◆ **Records shown**
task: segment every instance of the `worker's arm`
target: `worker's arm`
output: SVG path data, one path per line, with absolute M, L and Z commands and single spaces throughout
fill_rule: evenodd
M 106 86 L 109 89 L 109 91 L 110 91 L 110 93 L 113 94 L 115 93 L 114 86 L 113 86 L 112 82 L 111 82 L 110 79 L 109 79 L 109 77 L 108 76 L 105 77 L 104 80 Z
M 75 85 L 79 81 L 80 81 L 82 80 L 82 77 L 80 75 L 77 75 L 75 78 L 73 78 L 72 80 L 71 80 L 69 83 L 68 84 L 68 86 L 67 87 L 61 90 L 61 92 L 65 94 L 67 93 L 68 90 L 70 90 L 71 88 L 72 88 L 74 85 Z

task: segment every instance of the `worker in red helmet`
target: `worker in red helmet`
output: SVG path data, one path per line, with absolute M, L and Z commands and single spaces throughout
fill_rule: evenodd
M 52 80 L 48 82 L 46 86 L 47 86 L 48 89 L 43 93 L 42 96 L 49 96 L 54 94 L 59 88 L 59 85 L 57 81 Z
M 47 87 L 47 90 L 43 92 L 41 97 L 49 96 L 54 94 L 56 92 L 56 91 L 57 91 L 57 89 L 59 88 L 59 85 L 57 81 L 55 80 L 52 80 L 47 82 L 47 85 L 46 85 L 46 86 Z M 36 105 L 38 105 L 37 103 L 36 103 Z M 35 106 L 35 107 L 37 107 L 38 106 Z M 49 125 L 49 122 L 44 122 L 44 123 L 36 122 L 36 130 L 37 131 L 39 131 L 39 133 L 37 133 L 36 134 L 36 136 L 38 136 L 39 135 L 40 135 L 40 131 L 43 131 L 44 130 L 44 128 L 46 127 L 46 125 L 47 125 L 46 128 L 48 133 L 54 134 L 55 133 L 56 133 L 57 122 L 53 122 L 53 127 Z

◆ **Exercise directions**
Lay out the lines of the listing as a Markdown table with the columns "Row" and "Line", starting at the first line of the listing and ending at the line containing "M 75 85 L 79", both included. Put the row number in "Row" and the line's text in "Line", and leave out any blank lines.

◆ **Written response**
| Row | Line |
|---|---|
| 1 | task: segment every instance of the `worker's arm` |
| 2 | target: `worker's arm` |
| 3 | output: SVG path data, one path per line, with absolute M, L and Z commands and single spaces throughout |
| 4 | fill_rule: evenodd |
| 5 | M 106 86 L 109 89 L 109 91 L 110 91 L 110 93 L 113 94 L 115 93 L 114 86 L 113 86 L 112 82 L 111 82 L 110 79 L 109 79 L 109 77 L 108 76 L 105 77 L 104 80 Z |
| 6 | M 75 85 L 79 81 L 80 81 L 82 80 L 82 77 L 80 75 L 77 75 L 75 78 L 73 78 L 72 80 L 71 80 L 69 83 L 68 84 L 68 86 L 67 87 L 61 90 L 61 92 L 65 94 L 67 93 L 68 90 L 70 90 L 71 88 L 72 88 L 74 85 Z |